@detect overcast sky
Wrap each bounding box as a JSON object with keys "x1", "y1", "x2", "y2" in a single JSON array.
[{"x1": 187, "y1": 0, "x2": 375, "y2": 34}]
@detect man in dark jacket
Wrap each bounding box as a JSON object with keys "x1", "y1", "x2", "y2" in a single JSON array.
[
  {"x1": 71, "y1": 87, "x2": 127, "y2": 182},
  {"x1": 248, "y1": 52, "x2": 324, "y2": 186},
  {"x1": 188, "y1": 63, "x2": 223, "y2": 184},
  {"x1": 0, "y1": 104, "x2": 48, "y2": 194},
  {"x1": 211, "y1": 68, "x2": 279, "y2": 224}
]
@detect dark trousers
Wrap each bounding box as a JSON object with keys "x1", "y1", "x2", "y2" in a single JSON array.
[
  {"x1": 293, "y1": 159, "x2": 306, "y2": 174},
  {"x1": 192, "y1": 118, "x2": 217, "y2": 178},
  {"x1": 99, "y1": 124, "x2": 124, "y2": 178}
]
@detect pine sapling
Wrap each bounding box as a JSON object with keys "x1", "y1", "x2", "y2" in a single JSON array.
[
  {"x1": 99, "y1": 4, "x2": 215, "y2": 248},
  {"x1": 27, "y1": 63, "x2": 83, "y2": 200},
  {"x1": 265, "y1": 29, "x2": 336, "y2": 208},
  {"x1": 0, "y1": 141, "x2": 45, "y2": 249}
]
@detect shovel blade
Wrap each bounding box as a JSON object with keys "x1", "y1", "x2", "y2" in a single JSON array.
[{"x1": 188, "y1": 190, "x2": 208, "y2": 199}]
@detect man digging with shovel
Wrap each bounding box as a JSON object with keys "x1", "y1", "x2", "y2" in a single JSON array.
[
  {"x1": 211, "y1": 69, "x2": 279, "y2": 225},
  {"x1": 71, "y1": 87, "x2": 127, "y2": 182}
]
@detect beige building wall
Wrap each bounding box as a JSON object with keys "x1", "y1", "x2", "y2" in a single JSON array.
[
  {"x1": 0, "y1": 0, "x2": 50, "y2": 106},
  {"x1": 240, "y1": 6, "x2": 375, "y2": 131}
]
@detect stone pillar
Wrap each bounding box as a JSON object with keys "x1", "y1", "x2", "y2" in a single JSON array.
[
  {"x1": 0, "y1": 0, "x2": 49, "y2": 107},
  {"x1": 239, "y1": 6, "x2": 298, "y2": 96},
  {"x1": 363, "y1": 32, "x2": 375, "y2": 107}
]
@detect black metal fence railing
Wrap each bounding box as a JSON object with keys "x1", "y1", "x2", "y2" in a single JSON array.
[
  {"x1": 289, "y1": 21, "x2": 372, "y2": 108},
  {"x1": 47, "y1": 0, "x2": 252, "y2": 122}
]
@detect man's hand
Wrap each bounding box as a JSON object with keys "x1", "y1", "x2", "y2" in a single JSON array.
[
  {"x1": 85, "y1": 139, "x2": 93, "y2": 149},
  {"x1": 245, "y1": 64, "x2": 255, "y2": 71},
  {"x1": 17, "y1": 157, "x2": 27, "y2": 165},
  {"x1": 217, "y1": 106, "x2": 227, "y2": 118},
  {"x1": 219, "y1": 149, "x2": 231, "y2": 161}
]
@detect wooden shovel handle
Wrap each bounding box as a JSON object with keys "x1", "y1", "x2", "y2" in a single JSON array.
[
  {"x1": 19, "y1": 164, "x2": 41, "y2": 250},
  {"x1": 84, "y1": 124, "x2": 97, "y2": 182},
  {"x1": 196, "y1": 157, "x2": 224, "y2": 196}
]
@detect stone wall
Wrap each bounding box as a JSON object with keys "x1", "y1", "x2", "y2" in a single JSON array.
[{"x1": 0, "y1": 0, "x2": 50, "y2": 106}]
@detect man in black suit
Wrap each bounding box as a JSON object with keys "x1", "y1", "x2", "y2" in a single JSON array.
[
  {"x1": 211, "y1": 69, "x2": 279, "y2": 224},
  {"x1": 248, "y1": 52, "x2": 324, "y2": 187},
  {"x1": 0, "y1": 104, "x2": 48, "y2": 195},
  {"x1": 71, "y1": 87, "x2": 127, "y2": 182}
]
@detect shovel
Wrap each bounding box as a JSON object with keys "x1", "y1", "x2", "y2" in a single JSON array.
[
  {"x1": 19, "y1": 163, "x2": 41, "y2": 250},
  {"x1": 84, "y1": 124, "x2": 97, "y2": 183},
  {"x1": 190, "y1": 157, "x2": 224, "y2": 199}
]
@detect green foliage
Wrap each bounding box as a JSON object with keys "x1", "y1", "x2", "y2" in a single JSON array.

==

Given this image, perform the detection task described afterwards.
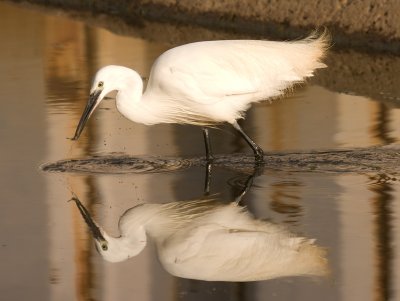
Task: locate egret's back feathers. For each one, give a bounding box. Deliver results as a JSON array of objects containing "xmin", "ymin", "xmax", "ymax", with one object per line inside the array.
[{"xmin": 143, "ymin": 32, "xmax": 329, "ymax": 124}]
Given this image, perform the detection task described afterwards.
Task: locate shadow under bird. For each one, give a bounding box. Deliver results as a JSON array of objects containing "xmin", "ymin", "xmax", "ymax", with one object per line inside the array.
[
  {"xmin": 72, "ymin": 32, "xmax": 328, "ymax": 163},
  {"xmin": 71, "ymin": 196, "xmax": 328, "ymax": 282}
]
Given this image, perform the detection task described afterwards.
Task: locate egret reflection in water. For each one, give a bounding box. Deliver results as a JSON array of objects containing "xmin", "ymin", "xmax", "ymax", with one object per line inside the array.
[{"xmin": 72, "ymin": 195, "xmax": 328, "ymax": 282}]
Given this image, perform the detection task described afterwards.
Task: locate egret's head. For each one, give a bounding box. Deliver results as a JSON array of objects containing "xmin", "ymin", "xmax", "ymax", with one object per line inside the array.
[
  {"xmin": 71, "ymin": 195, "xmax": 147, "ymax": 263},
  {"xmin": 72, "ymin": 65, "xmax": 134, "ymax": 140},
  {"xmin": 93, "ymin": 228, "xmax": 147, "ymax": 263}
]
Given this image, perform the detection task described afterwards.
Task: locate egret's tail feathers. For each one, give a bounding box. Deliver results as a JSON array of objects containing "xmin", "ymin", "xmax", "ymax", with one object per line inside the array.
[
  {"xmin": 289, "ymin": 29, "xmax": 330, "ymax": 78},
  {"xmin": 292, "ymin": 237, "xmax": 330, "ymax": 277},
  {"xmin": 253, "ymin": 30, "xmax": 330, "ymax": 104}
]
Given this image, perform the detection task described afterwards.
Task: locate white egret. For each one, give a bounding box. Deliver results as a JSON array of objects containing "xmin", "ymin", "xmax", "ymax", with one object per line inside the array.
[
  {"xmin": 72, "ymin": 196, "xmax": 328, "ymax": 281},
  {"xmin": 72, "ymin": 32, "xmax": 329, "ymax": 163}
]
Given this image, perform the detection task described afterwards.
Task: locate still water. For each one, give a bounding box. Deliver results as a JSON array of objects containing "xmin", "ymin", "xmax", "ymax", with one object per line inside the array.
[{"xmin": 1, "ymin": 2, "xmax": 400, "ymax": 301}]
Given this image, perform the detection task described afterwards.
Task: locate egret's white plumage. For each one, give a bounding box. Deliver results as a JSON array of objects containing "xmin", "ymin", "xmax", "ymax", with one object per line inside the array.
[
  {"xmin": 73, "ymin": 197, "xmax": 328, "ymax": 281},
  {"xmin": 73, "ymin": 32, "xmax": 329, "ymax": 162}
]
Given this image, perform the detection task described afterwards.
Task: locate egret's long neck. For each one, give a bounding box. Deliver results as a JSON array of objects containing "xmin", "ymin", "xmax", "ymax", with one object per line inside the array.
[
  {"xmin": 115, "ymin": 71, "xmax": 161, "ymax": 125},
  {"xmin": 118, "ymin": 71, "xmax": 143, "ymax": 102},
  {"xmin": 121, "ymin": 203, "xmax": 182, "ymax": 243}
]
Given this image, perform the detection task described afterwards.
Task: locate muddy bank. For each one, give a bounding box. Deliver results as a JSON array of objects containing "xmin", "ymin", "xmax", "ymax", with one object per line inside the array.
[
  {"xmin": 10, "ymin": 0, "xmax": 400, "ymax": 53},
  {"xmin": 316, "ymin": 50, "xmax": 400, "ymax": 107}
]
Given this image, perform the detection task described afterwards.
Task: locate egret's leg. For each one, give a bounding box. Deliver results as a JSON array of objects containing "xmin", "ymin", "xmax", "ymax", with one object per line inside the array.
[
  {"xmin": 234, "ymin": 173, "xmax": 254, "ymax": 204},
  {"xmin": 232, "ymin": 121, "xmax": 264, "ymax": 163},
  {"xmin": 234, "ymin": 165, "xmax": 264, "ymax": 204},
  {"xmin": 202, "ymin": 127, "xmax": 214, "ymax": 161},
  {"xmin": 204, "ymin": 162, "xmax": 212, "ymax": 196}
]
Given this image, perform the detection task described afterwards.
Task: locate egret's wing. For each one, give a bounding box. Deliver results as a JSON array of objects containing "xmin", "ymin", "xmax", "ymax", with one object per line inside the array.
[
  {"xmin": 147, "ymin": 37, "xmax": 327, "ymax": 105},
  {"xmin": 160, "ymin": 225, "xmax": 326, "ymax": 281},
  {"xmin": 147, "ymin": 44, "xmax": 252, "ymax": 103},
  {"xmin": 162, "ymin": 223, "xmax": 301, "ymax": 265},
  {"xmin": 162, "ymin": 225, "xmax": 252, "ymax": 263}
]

* * *

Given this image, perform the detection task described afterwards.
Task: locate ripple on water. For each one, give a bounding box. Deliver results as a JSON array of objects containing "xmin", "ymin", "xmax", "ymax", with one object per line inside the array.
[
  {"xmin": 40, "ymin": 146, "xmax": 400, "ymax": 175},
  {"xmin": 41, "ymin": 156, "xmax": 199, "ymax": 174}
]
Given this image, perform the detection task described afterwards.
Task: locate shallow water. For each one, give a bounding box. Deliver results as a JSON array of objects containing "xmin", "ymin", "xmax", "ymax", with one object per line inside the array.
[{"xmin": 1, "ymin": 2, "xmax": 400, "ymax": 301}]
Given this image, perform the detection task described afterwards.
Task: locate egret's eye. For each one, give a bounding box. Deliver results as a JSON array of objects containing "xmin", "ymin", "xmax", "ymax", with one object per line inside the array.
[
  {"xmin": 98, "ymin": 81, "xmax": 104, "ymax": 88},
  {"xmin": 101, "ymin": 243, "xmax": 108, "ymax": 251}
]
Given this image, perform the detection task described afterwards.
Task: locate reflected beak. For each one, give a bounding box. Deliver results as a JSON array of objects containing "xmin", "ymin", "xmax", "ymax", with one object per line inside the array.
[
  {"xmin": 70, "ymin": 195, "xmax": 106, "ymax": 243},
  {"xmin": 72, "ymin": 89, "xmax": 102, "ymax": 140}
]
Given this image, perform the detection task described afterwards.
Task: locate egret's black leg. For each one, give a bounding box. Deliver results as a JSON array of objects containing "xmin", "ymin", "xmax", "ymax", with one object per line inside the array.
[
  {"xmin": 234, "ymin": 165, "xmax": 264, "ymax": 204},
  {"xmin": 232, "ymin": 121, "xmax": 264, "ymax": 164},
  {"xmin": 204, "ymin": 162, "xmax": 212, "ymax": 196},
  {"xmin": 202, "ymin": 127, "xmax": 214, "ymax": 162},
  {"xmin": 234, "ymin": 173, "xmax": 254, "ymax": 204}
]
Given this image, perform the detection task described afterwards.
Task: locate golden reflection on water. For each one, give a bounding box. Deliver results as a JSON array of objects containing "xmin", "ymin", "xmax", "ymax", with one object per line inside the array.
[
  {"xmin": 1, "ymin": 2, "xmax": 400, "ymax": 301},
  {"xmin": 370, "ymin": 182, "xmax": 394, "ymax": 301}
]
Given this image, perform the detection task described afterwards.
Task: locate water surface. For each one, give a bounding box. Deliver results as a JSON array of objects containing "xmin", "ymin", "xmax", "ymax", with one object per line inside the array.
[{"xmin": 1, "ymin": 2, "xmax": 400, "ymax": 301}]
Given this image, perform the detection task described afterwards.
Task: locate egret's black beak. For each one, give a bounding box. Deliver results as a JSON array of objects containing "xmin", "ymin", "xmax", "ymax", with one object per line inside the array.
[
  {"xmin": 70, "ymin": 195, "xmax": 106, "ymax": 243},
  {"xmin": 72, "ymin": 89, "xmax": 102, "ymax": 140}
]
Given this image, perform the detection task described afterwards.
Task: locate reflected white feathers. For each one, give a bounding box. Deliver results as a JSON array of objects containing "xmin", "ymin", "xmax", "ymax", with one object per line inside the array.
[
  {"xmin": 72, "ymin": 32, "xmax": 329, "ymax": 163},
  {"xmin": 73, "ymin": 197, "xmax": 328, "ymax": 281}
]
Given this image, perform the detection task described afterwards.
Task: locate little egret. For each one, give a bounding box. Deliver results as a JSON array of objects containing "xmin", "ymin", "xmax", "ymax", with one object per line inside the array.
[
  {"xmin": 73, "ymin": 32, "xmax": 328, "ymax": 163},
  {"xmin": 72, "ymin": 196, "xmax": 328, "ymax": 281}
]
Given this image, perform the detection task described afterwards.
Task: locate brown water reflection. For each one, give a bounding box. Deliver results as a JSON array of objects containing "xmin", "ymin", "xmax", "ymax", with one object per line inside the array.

▶ WHAT THIS TASK INVOLVES
Whenever the string "stone" shows up in a line above, copy that line.

▶ EXERCISE ANSWER
@detect stone pillar
@detect stone wall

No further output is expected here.